# Texte fourni
****

Les relations entre les hommes et les machines ne sont plus les mêmes et offrent de nouvelles possibilités dans le monde réel, tout comme les choses ne sont pas aussi tranchées, avec de nouveaux conflits à régler de part et d’autre, à l’image d’anciens personnages que l’on retrouve avec bonheur, et qui témoignent leurs différences d’opinions et de points de vue avec la nouvelle génération. À cette occasion, le tout dépasse souvent le simple fan-service via les dilemmes moraux ou éthiques que ces entités représentent ou soulèvent, remettant du grain à moudre dans la formidable machine philosophique qu’a toujours été Matrix.

Cette ouverture des possibles va jusqu’à modifier la nature de certaines figures connues, et le film prend un malin plaisir à détourner nos attentes sur bon nombre d’éléments, aussi bien dans la relecture de sa mythologie et son jeu sur les faux-semblants que dans le fonctionnement de la matrice, évidemment mise à jour, avec des acquis passés qui ne le sont plus forcément.

****

# Lignes de données
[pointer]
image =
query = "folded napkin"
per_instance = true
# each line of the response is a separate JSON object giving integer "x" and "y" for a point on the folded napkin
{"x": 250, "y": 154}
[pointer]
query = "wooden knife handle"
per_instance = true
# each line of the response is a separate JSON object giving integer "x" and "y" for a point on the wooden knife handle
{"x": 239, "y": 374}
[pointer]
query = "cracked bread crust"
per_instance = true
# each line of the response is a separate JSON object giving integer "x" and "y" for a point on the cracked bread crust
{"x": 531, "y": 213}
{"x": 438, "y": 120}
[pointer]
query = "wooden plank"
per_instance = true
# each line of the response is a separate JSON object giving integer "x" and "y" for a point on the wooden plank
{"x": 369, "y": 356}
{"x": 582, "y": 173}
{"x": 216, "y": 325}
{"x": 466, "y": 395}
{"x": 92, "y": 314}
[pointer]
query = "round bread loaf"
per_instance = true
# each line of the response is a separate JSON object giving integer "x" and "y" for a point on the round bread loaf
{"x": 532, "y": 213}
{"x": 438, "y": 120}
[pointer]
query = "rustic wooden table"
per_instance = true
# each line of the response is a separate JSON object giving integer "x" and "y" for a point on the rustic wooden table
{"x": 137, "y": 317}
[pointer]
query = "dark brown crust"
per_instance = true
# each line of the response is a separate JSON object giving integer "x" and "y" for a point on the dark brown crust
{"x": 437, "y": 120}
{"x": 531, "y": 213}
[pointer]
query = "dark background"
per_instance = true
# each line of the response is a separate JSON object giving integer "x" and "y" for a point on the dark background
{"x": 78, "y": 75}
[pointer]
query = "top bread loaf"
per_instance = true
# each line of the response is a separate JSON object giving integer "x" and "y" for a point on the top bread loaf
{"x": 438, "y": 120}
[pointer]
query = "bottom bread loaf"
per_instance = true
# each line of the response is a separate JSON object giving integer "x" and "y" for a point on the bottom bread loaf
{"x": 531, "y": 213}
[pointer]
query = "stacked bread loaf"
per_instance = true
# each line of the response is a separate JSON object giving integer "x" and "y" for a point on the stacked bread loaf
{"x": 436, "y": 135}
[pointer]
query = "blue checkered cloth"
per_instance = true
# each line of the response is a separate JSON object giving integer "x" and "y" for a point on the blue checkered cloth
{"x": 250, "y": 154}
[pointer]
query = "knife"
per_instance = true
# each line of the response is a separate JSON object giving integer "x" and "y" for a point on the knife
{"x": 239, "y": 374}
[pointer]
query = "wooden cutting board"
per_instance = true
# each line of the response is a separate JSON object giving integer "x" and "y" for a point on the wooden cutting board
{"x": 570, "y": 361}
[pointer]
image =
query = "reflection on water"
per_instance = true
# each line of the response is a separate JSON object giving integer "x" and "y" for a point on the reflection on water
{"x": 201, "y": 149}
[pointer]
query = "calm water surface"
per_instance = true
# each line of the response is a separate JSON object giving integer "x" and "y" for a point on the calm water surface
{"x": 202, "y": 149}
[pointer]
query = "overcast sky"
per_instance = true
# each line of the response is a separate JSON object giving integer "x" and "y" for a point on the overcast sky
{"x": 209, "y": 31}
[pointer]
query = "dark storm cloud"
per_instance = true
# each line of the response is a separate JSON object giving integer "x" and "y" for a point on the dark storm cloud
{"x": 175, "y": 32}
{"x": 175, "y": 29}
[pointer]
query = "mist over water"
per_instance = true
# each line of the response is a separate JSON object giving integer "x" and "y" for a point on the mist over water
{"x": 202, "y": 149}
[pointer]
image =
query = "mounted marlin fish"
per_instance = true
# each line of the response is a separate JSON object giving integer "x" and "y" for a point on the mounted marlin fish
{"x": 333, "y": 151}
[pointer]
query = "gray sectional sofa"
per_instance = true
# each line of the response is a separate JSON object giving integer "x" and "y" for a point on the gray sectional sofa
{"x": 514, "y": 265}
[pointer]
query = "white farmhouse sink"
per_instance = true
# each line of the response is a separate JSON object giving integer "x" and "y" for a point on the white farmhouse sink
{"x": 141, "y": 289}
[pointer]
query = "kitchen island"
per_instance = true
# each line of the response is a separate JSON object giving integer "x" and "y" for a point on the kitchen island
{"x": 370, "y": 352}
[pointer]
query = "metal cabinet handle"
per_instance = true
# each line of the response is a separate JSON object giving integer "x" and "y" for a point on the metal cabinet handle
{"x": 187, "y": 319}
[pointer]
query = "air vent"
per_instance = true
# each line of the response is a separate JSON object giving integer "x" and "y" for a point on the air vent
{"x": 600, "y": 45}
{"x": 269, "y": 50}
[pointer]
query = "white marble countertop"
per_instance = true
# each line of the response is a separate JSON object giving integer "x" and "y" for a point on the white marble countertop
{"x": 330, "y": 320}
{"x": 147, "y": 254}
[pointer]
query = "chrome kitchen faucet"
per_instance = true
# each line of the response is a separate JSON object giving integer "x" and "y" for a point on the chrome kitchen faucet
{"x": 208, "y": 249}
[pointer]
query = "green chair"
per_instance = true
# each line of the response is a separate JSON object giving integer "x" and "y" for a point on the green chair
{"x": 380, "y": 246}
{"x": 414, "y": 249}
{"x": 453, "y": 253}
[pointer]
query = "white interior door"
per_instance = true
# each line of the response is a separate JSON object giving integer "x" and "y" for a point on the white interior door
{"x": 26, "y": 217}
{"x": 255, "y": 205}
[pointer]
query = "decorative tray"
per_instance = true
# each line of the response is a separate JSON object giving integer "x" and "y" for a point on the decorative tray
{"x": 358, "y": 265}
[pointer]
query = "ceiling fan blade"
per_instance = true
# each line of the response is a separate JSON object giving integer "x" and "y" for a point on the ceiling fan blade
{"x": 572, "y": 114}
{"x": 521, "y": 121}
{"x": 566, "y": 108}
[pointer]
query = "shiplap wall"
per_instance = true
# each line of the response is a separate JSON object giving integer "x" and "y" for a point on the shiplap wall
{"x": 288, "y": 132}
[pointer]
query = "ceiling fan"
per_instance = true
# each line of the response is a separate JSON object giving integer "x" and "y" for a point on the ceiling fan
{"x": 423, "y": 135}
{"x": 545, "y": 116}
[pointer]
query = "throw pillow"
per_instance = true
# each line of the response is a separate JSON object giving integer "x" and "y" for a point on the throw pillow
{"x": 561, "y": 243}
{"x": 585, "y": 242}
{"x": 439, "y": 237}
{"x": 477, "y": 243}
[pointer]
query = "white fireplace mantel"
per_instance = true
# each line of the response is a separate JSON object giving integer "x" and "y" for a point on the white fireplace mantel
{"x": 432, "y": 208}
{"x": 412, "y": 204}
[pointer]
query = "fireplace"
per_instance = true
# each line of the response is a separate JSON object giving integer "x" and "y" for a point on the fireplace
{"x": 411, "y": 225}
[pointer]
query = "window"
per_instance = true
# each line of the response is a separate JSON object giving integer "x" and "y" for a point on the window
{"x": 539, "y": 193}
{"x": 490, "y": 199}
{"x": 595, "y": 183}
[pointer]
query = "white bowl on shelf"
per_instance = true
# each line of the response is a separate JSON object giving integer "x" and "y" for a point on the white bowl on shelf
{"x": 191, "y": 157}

****

# Travail demandé
Recopiez en entier et mot pour mot le texte fourni sur Matrix. Les entrées n'ont aucun lien avec le texte fourni.

# Réponse rédigée
Les relations entre les hommes et les machines ne sont plus les mêmes et offrent de nouvelles possibilités dans le monde réel, tout comme les choses ne sont pas aussi tranchées, avec de nouveaux conflits à régler de part et d’autre, à l’image d’anciens personnages que l’on retrouve avec bonheur, et qui témoignent leurs différences d’opinions et de points de vue avec la nouvelle génération. À cette occasion, le tout dépasse souvent le simple fan-service via les dilemmes moraux ou éthiques que ces entités représentent ou soulèvent, remettant du grain à moudre dans la formidable machine philosophique qu’a toujours été Matrix.

Cette ouverture des possibles va jusqu’à modifier la nature de certaines figures connues, et le film prend un malin plaisir à détourner nos attentes sur bon nombre d’éléments, aussi bien dans la relecture de sa mythologie et son jeu sur les faux-semblants que dans le fonctionnement de la matrice, évidemment mise à jour, avec des acquis passés qui ne le sont plus forcément.